Items from a data source
* * * * * * *

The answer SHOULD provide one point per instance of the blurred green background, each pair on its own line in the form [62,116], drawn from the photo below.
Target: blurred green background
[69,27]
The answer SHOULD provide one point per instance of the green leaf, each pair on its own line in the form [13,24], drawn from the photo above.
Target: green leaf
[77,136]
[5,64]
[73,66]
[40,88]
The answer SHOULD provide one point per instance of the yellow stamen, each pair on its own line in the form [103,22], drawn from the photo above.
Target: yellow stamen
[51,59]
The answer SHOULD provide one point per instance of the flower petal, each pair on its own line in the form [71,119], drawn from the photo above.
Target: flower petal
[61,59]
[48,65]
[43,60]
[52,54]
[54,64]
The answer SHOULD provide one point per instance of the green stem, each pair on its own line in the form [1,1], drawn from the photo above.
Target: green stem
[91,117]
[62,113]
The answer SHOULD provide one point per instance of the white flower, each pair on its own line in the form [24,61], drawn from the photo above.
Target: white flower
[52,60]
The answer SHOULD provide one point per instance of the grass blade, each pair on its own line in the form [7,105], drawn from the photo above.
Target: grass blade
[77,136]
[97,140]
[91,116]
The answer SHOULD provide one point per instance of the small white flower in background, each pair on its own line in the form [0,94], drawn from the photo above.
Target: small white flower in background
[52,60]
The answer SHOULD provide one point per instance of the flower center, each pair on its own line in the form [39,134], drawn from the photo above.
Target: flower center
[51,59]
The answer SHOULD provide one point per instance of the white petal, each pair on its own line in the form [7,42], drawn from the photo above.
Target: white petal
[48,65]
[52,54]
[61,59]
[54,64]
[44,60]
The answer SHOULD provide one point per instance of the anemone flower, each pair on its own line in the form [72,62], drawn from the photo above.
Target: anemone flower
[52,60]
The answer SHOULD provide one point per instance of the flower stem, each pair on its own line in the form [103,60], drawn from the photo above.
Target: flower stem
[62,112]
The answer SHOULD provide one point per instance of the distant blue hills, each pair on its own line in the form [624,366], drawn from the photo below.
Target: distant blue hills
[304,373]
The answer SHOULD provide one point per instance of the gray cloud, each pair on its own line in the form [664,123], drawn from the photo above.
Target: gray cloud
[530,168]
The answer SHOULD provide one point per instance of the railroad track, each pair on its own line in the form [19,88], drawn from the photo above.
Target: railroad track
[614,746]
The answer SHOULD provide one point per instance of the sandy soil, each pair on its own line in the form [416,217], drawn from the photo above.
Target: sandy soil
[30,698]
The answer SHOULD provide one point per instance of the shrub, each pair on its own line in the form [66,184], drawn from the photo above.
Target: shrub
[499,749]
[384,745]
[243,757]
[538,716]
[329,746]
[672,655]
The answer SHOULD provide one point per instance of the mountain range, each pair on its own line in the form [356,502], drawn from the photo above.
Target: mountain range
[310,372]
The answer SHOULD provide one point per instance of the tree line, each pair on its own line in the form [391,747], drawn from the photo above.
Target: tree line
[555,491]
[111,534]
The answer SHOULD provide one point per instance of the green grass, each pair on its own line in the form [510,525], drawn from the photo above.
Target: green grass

* * * * * * *

Task directions => Print every line of the data above again, with no changes of any kind.

Output for this exercise =>
The answer SHOULD provide one point per instance of the blurred green background, each pair on its own line in the form [62,116], drawn from the photo below.
Target: blurred green background
[69,27]
The answer SHOULD provide one point per instance of the green leaf, each pair on its own line in the form [13,24], drawn from the photo above.
Target: green leaf
[77,136]
[5,64]
[73,66]
[40,88]
The answer SHOULD provide one point per instance of the yellow stamen, each pair on its own line in the form [103,22], drawn from the photo above.
Target: yellow stamen
[51,59]
The answer SHOULD provide one point per instance of the flower petal, each pair on its own line in the form [71,119], drawn from the photo above.
Target: flower petal
[61,59]
[48,65]
[43,60]
[52,54]
[54,64]
The answer SHOULD provide one point per instance of the green stem, each pair on its own line in the form [1,1], drawn from the photo above.
Target: green stem
[91,117]
[62,113]
The answer SHOULD provide one point per instance of the white flower, each pair on its own line in the form [24,61], drawn from the photo above.
Target: white flower
[52,60]
The answer SHOULD provide one point per instance of the grass blade, each pair on its own line in the form [7,105], drawn from the photo above.
Target: grass blade
[77,136]
[97,140]
[91,116]
The answer SHOULD provide one point per instance of the small white flower in background, each pair on its own line in the form [0,94], drawn from the photo above.
Target: small white flower in background
[52,60]
The answer SHOULD provide one point per instance of the flower center, each pair on its own line in the form [39,134], drawn from the photo above.
Target: flower center
[51,59]
The answer SHOULD provide one point per instance of the white petal, each pair on its own line in the form [7,42], drawn from the photo above.
Target: white petal
[48,65]
[52,54]
[61,59]
[54,64]
[44,60]
The answer SHOULD provide one point per instance of the anemone flower, each pair on its own line in the form [72,62], drawn from the photo above.
Target: anemone flower
[52,60]
The answer SHOULD provide one point per instance of the flower stem, each pair on its own line in the form [103,60], drawn from the photo above.
Target: flower stem
[62,112]
The answer SHOULD provide one point per instance of the distant blue hills, each pair on its own line in the form [624,366], drawn from the photo below.
Target: distant blue hills
[304,373]
The answer SHOULD provide one point per instance of the gray cloud, each pair on its own line in the form [664,123], drawn from the photo above.
Target: gray cloud
[530,168]
The answer SHOULD provide one point per instance of the railroad track, each pair on its own line in the form [19,88], drawn from the photo above.
Target: railroad track
[614,746]
The answer SHOULD provide one point per instance of the sandy soil, each pair on its own line in the form [416,217], drawn from the photo above.
Target: sandy soil
[30,698]
The answer SHOULD provide one point per instance of the shrub, each pair on its own line in the form [66,184], drawn from the photo above.
Target: shrub
[499,749]
[384,745]
[243,757]
[538,716]
[329,746]
[672,655]
The answer SHOULD provide one point per instance of the mountain range, each pair on its own line in the form [356,502], drawn from the photo above.
Target: mountain range
[310,372]
The answer SHOULD provide one point per instance of the tree line, each pair on its own line in the form [391,747], drawn from the photo above.
Target: tree line
[555,491]
[111,534]
The answer SHOULD provide one point per instance of the green grass, each pair on its own line in the form [510,525], drawn from the photo above.
Target: green grass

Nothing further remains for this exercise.